# Consigne:
Dans le texte ci-dessous sur Lille en 1791, expliquez pourquoi les portes de la ville furent fermées à l'annonce de la fuite du Roi.

A Lille, tout se borna, d’après notre journal, au refus fait par les vicaires et le clerc de Sainte-Catherine, de remettre au nouveau curé les registres et les clefs de l’église, les ornements et autres objets du culte. Un d’entre eux fut pris et condamné à six mois de bannissement.
 
Mais les populations flamandes ne montrèrent pas le même calme.
 
« Dans la nuit du 2 au 3 juin 1791, un courrier arriva de Bailleul, à onze heures du soir, pour demander des secours à la municipalité. Des troubles sérieux, dans lesquels deux personnes avaient été tuées, avaient éclaté dans cette ville, à l’occasion de la visite du nouvel évêque constitutionnel, le Sr Primat. »
 
L’auteur, à qui nous laissons la responsabilité de son assertion, attribue à l’influence de l’évêque d’Ypres, Mgr d’Arberg, la cause de ces graves incidents.
 
« Le 4 juin, M. Primat arriva à Lille à sept heures du soir, escorté de gardes nationaux de Bailleul et d’Armentières, qui, au nombre de 150, étaient à cheval.
 
« Le corps municipal, conjointement avec le clergé, la garde nationale et les troupes de ligne de la garnison, furent au-devant de lui, au-delà de la porte de la Barre, pour le complimenter, et on le conduisit à l’église paroissiale de Saint-Etienne, où il se rendit à pied. A huit heures et demie eut lieu le Te Deum, salué par l’artillerie des remparts ; le soir, illumination et feu d’artifice. »
 
Le 6 juin, la garde nationale de Lesquin arrête une voiture chargée de 120 mille louis en or, qui fut amenée à Lille à dix heures du matin, sous escorte. Le départ de la famille royale, dans la nuit du 20 au 21 juin 1791, ne fut connu à Lille que le 23.
 
« Des lettres de Paris, écrit à cette date l’auteur du journal, annoncent la fuite du Roi. Les bruits populaires ne disent  à Namur ou à Bruxelles. Aussitôt les portes de la ville furent fermées et on ne pouvait sortir sans un billet de la municipalité, pour pouvoir réunir la Garde nationale au besoin. »
 
« 24 juin – Ni la poste, ni le courrier n’apportent rien de positif sur la voie prise par le Roi. Vers neuf heures du soir, deux courriers annonçaient l’arrestation de la famille royale, le 22, à Varennes en Argonne. Le deuil qu’il y avait dans la ville se changea en une joie des plus grandes, et il y eut, en un instant, illuminations et danses par toute la ville. »
 
« 25 juin – Les officiers de la Colonelle-Générale infanterie, à la réserve de quatre ou cinq, se sont rendus à Furnes, enlevant la caisse et les drapeaux du régiment. Ils ne laissèrent que les bâtons et les piques, et écrivirent aux soldats de venir les rejoindre, pour soutenir le Roi dans la nouvelle situation, croyant qu’il était en Empire. Mais le Maire et les officiers municipaux de dunkerque, où le régiment était en garnison, lui offrirent un de leurs drapeaux, qui fut remis à la troupe, rangée en bataille. »

# Lignes enregistrées:
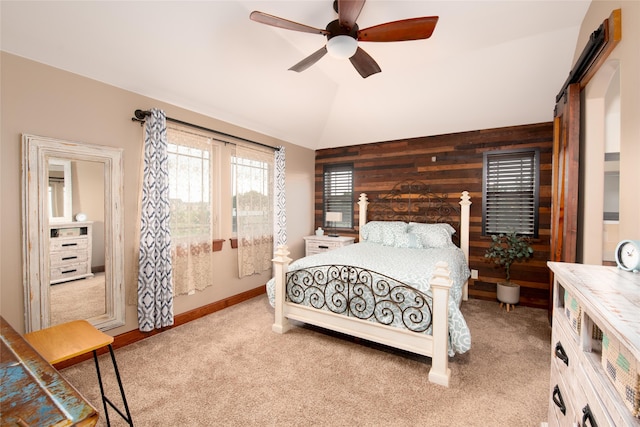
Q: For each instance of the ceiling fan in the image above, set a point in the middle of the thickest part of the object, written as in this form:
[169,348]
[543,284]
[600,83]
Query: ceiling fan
[343,35]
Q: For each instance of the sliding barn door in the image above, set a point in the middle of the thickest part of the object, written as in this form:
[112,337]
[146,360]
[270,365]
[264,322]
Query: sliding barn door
[566,158]
[565,190]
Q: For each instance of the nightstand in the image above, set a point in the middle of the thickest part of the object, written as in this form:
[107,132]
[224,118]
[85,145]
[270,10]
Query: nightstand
[317,244]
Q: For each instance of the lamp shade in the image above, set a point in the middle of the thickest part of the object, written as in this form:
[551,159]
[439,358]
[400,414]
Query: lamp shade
[342,47]
[333,216]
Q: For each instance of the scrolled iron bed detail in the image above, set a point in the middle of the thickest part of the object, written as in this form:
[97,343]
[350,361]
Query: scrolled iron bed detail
[343,289]
[337,295]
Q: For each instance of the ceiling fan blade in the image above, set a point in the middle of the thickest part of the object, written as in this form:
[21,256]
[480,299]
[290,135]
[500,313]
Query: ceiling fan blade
[403,30]
[348,12]
[364,63]
[275,21]
[309,60]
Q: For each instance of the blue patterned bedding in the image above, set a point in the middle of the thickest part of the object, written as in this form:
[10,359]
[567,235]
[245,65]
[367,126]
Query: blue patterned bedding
[411,266]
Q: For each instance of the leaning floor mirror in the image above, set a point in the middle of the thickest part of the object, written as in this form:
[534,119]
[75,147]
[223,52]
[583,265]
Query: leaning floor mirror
[72,233]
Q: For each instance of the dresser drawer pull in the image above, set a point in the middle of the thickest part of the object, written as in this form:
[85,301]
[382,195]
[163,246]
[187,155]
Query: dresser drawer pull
[588,416]
[561,354]
[558,400]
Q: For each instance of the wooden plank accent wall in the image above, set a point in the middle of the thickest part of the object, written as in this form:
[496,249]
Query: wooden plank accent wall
[457,167]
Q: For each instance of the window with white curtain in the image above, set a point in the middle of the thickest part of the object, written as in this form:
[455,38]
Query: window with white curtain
[253,174]
[510,196]
[338,195]
[193,200]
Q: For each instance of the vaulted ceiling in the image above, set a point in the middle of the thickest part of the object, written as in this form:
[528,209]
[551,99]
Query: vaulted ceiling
[488,63]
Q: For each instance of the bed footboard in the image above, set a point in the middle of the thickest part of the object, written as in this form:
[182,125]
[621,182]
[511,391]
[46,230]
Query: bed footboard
[368,305]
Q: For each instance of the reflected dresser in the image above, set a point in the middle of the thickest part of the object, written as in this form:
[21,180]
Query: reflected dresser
[70,251]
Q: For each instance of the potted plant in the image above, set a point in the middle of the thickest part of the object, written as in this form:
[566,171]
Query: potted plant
[505,249]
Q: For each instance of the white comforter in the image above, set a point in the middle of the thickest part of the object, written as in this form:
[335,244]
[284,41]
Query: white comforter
[411,266]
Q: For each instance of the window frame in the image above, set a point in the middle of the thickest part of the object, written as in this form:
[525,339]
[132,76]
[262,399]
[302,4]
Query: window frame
[346,205]
[214,150]
[531,153]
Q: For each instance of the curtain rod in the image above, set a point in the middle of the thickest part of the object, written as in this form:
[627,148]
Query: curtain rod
[141,115]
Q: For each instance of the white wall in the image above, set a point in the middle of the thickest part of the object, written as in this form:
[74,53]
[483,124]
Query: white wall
[623,66]
[41,100]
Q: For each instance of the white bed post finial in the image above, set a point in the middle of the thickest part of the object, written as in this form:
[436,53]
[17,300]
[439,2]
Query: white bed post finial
[362,203]
[465,204]
[280,267]
[440,285]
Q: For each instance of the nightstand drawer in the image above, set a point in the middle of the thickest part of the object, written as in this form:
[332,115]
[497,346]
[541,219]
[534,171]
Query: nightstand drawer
[318,244]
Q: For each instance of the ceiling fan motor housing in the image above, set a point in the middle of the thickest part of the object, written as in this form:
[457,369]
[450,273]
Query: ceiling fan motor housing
[335,29]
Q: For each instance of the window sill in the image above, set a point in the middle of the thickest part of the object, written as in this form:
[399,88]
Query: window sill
[216,245]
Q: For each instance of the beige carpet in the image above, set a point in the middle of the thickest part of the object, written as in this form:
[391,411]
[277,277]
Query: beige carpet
[230,369]
[77,299]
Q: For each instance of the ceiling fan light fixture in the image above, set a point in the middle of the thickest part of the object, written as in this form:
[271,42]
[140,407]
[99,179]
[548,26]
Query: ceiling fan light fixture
[342,47]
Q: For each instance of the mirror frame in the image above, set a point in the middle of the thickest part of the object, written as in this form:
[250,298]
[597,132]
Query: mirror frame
[36,152]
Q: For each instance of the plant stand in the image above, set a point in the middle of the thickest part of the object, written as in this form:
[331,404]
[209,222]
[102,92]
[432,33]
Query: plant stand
[509,294]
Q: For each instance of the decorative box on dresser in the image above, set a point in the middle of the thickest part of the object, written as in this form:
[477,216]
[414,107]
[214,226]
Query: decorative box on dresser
[317,244]
[595,348]
[70,251]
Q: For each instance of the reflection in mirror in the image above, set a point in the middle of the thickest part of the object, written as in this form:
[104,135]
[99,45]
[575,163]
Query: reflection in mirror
[77,248]
[73,269]
[60,189]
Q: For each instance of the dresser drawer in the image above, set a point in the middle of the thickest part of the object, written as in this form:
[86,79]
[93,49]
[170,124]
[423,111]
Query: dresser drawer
[62,258]
[69,272]
[318,244]
[590,410]
[321,246]
[68,244]
[561,411]
[564,356]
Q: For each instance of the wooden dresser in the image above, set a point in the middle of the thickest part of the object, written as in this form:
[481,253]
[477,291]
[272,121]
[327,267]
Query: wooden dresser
[70,251]
[317,244]
[595,347]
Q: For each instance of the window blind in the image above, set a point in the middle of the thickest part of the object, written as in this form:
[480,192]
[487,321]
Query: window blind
[510,199]
[338,194]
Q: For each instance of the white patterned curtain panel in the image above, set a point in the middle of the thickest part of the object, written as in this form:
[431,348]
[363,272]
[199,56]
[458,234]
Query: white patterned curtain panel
[155,294]
[254,210]
[280,200]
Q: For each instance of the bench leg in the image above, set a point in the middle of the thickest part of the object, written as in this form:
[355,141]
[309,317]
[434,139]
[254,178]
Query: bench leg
[105,399]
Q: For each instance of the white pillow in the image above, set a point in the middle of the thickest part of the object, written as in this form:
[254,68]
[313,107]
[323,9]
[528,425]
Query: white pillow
[433,235]
[382,231]
[444,225]
[407,240]
[392,229]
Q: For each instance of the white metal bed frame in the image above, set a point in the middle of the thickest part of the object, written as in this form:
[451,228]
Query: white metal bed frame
[434,346]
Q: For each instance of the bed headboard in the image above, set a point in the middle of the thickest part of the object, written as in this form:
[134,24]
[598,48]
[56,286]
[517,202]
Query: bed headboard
[413,201]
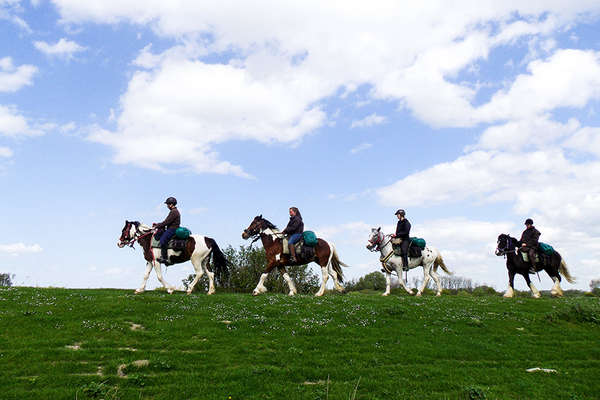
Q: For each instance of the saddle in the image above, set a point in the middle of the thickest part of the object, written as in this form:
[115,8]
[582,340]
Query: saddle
[174,243]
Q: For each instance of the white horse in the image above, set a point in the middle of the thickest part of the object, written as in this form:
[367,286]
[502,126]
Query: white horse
[430,260]
[198,249]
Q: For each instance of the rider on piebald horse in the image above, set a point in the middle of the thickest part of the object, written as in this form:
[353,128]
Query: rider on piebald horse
[294,231]
[402,237]
[529,242]
[172,222]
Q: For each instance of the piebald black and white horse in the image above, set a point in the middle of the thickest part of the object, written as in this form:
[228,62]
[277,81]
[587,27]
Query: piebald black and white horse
[325,255]
[430,260]
[514,262]
[198,250]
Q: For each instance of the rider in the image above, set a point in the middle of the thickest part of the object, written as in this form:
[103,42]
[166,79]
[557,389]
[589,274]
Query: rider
[401,237]
[172,222]
[294,231]
[529,242]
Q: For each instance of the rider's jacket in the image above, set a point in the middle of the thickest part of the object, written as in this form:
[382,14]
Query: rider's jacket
[403,229]
[172,221]
[530,237]
[294,226]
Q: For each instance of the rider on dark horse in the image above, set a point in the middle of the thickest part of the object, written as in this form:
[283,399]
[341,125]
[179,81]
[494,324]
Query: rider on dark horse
[529,242]
[401,237]
[294,231]
[171,223]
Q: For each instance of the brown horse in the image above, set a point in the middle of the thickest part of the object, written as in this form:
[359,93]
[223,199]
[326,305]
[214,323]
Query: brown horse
[198,249]
[272,240]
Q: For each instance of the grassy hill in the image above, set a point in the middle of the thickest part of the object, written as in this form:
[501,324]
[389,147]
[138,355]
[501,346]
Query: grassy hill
[112,344]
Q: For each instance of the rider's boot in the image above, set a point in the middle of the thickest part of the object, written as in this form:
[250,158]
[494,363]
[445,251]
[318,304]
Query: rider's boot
[164,258]
[292,252]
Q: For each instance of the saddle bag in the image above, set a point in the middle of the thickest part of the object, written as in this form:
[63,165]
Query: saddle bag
[310,239]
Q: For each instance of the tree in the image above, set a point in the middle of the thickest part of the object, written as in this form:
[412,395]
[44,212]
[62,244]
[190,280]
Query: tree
[245,268]
[6,279]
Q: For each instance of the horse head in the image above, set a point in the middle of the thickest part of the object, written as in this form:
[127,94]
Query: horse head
[506,244]
[128,234]
[375,239]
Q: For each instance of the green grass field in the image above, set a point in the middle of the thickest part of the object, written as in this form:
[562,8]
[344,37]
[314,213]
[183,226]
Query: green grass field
[112,344]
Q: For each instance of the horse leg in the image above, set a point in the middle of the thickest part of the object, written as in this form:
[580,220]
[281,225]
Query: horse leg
[436,279]
[260,287]
[556,289]
[142,288]
[426,278]
[534,292]
[158,270]
[288,279]
[510,292]
[325,275]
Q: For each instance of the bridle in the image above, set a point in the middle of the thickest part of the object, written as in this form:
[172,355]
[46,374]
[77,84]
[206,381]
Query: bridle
[507,249]
[137,235]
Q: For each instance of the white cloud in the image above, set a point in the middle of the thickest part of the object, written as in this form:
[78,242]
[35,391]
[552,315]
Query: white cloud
[288,60]
[14,78]
[63,48]
[13,124]
[360,147]
[369,120]
[5,152]
[19,248]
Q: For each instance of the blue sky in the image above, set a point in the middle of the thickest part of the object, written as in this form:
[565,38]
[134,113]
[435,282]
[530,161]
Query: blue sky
[471,117]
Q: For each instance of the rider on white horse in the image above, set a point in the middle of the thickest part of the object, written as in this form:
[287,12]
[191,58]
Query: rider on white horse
[402,237]
[172,222]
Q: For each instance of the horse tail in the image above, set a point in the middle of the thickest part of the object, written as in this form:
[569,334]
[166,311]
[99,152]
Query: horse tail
[220,262]
[439,262]
[336,262]
[564,271]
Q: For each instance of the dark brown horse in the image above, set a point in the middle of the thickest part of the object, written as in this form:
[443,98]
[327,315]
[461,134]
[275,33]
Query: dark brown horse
[198,249]
[272,240]
[514,263]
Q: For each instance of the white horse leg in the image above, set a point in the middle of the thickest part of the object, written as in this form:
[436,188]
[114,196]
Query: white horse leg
[321,291]
[290,283]
[199,272]
[158,270]
[436,279]
[556,289]
[260,287]
[142,288]
[509,292]
[388,284]
[399,272]
[536,294]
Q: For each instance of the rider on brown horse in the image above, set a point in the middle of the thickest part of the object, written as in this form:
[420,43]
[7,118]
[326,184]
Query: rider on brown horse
[294,231]
[529,242]
[172,222]
[401,237]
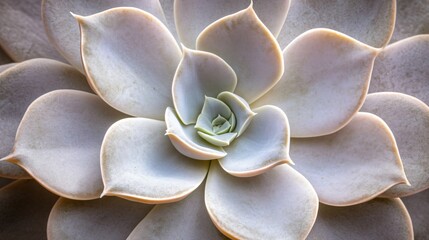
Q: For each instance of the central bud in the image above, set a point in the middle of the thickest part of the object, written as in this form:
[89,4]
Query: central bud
[216,122]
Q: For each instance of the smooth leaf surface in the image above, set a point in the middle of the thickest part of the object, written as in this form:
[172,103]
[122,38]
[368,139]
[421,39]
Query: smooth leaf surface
[206,75]
[264,145]
[186,140]
[127,66]
[371,22]
[325,82]
[20,85]
[58,142]
[279,204]
[22,36]
[24,210]
[139,163]
[192,16]
[353,165]
[376,219]
[417,207]
[63,30]
[107,218]
[187,219]
[403,67]
[249,48]
[408,118]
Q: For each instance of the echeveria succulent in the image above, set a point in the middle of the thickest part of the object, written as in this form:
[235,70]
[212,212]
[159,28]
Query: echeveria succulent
[248,120]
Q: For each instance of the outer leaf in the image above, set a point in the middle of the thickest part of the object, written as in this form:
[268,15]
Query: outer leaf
[411,19]
[139,163]
[58,142]
[419,212]
[107,218]
[377,219]
[24,210]
[22,84]
[187,219]
[248,46]
[371,22]
[192,16]
[280,204]
[408,118]
[127,66]
[199,75]
[353,165]
[63,31]
[263,146]
[325,82]
[403,67]
[22,35]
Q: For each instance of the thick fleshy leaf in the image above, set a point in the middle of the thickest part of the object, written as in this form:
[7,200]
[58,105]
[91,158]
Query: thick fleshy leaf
[264,145]
[279,204]
[4,67]
[207,75]
[213,108]
[22,35]
[241,109]
[417,206]
[403,67]
[127,66]
[249,48]
[139,163]
[192,16]
[368,21]
[187,219]
[63,30]
[168,8]
[219,140]
[376,219]
[4,58]
[24,210]
[58,142]
[352,165]
[325,82]
[411,19]
[408,118]
[186,140]
[22,84]
[107,218]
[5,182]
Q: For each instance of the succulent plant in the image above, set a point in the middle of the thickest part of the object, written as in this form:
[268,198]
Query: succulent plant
[214,119]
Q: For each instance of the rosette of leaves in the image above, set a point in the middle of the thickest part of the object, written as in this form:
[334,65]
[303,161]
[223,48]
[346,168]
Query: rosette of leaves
[203,117]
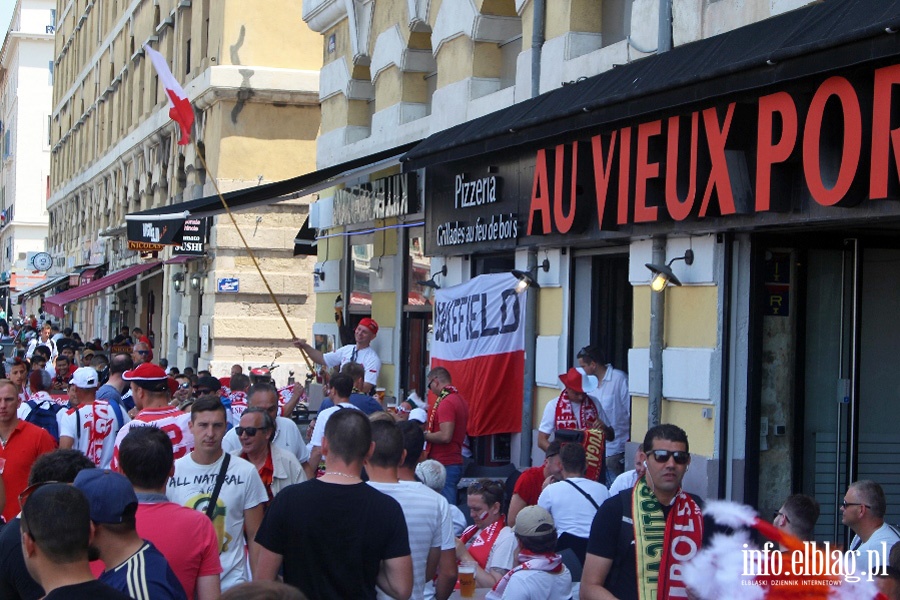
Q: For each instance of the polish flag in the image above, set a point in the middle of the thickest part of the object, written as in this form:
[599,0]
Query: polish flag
[479,337]
[180,108]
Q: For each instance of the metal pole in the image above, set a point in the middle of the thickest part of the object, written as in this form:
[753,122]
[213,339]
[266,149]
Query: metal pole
[657,321]
[537,45]
[664,36]
[530,348]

# Résultat:
Les portes furent fermées, et personne ne pouvait sortir sans un billet de la municipalité, afin de pouvoir réunir la Garde nationale en cas de besoin.